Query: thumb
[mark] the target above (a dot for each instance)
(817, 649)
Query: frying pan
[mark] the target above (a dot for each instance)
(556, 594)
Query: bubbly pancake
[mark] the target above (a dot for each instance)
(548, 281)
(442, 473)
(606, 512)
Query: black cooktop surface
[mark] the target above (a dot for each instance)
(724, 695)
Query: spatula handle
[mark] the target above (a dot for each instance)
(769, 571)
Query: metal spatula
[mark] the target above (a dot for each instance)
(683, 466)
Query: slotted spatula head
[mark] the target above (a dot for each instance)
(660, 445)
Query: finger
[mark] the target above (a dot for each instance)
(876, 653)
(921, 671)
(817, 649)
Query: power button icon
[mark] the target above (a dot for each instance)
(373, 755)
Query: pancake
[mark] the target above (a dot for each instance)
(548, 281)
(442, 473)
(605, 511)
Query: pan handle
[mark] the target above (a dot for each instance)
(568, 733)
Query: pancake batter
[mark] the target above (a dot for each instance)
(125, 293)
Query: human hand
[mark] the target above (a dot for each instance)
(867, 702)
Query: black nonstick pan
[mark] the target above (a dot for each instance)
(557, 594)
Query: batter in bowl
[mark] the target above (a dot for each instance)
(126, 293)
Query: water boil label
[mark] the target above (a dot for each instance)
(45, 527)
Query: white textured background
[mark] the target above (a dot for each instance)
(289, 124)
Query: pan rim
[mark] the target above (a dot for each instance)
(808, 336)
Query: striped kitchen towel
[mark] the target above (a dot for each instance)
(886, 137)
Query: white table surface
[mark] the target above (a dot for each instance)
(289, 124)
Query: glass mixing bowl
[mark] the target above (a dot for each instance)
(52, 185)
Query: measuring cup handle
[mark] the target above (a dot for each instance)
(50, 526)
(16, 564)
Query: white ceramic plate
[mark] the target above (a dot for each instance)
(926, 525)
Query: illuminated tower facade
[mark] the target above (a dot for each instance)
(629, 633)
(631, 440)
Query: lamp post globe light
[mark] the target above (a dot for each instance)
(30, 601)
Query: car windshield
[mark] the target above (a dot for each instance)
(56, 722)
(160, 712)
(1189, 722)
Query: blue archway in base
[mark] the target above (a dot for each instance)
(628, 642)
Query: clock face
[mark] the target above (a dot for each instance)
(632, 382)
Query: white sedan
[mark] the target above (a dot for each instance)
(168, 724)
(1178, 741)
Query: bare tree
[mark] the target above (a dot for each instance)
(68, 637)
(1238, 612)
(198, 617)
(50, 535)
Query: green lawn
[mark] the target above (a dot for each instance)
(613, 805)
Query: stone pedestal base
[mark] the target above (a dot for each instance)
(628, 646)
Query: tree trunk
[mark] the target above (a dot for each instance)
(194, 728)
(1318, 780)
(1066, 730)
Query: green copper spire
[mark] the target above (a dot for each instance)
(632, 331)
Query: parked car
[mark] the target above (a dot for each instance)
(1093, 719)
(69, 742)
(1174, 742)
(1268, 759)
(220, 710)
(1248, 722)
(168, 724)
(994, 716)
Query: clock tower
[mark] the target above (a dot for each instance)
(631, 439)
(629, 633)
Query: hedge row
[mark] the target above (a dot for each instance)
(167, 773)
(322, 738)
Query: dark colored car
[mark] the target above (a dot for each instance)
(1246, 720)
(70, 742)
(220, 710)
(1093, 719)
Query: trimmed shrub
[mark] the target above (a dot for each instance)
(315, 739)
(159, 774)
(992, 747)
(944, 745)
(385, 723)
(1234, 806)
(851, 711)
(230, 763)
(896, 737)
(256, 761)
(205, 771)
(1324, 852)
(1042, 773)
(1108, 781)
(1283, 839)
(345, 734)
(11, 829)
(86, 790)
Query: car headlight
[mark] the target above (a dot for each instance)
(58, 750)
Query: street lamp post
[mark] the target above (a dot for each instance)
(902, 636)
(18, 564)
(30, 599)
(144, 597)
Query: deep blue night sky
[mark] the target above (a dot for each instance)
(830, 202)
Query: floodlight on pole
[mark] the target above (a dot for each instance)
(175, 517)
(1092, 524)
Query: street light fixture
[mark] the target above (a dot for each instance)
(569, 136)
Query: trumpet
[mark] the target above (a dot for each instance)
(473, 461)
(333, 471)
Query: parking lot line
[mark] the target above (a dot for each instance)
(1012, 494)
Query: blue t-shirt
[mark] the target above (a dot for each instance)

# # # #

## What you should do
A complete and exact repetition of the entries is required.

## Written reply
Query: thumb
[mark] the target above (a dot for each instance)
(817, 649)
Query: frying pan
[mark] the target above (a dot for each instance)
(556, 594)
Query: bubbly pancake
[mark] the target above (a dot for each instance)
(548, 281)
(442, 473)
(606, 512)
Query: black cooktop surface
[mark] the target above (a dot for each instance)
(724, 695)
Query: spatula handle
[mark] the target above (a dot for each instance)
(769, 571)
Query: metal spatula
[mark] the target above (a dot for each instance)
(683, 466)
Query: slotted spatula head
[mark] the target above (a dot for each instance)
(660, 445)
Query: finger
[mark] the target above (a dot for each instance)
(876, 653)
(921, 671)
(817, 649)
Query: power button icon
[mark] the target above (a dot for each instance)
(373, 755)
Query: pancake
[mark] the target above (a dot for each instance)
(548, 281)
(442, 473)
(605, 511)
Query: pan handle
[mark] the target above (a dot for each instance)
(568, 733)
Query: pancake batter
[mark] the target above (a dot for each instance)
(125, 293)
Query: human hand
[mark] the target above (a dot for each instance)
(867, 702)
Query: black nonstick pan
[mark] the target above (a dot for each instance)
(557, 594)
Query: batter in bowl
[mark] the target above (a dot for each instance)
(126, 293)
Query: water boil label
[mark] the target above (a dot for each instance)
(45, 527)
Query: white textured background
[mark] the target above (a dot for each instance)
(289, 124)
Query: pan rim
[mark] the target above (a dot for each instance)
(808, 336)
Query: striped kitchen towel
[mark] the target above (a dot for each instance)
(886, 137)
Query: white table surface
[mark] the target above (a dot for each instance)
(289, 124)
Query: glass mixing bowl
[mark] the target above (a dot for each instance)
(52, 185)
Query: measuring cup handle
[mark] the target above (a dot for each instance)
(50, 526)
(16, 564)
Query: white ceramic plate
[mark] the target above (a dot for each instance)
(926, 525)
Query: illuminated tower facade
[mark] the target above (a dot for each instance)
(629, 633)
(631, 440)
Query: lamp post globe light
[mark] the target above (a dot for each instance)
(30, 601)
Query: car windshield
[mark] the target above (a dot for each instance)
(56, 722)
(160, 712)
(1189, 722)
Query: blue archway in base
[mark] the target above (a dot for each instance)
(628, 642)
Query: clock face
[mark] the target above (a dot for each instance)
(632, 382)
Query: white sedan
[mark] the target above (a dot for each instance)
(168, 724)
(1178, 741)
Query: bare tree
[mark] the target above (a dot for each instance)
(68, 637)
(1238, 612)
(198, 617)
(50, 535)
Query: green lawn
[mark] the target above (a dot for each instance)
(613, 805)
Query: stone pedestal base
[mark] the target above (a dot for each instance)
(628, 646)
Query: tree trunk
[mark] the target above (a dot for each instance)
(194, 728)
(1318, 780)
(1066, 730)
Query: green copper spire
[mark] the target above (a dot for each instance)
(632, 331)
Query: parked car
[mark] the target above (a dot for each instance)
(1093, 719)
(69, 742)
(1174, 742)
(1268, 759)
(220, 710)
(1248, 722)
(168, 724)
(994, 716)
Query: clock tower
[mark] the target above (a dot for each instance)
(631, 439)
(629, 633)
Query: hedge row
[mark] the target above (a dot for each instance)
(167, 773)
(322, 738)
Query: dark colored car
[mark] the target above (a dot for each instance)
(1246, 720)
(70, 742)
(220, 710)
(1093, 719)
Query: trimmed shrub
[mark] the target above (a dot for each instance)
(315, 739)
(159, 774)
(992, 747)
(944, 745)
(385, 723)
(1234, 806)
(851, 711)
(230, 763)
(896, 737)
(256, 761)
(205, 771)
(1324, 852)
(1042, 773)
(1108, 781)
(1283, 839)
(345, 734)
(11, 829)
(86, 790)
Query: car headlight
[mark] the target above (a dot for each instance)
(58, 750)
Query: street lamp post
[mark] the target above (a dot for each instance)
(902, 636)
(18, 564)
(30, 599)
(144, 597)
Query: deep blue night sky
[mark] the target above (a dot for each instance)
(830, 202)
Query: floodlight on pole
[mark] the target above (a dot for each instance)
(175, 517)
(1092, 524)
Query: street light fixture
[mark] the target above (a dot for each instance)
(569, 136)
Query: trumpet
[mark] the target above (a dot for each instance)
(473, 461)
(333, 471)
Query: parking lot line
[mark] the target above (a dot for each instance)
(1012, 494)
Query: blue t-shirt
[mark] the target above (a dot for each instance)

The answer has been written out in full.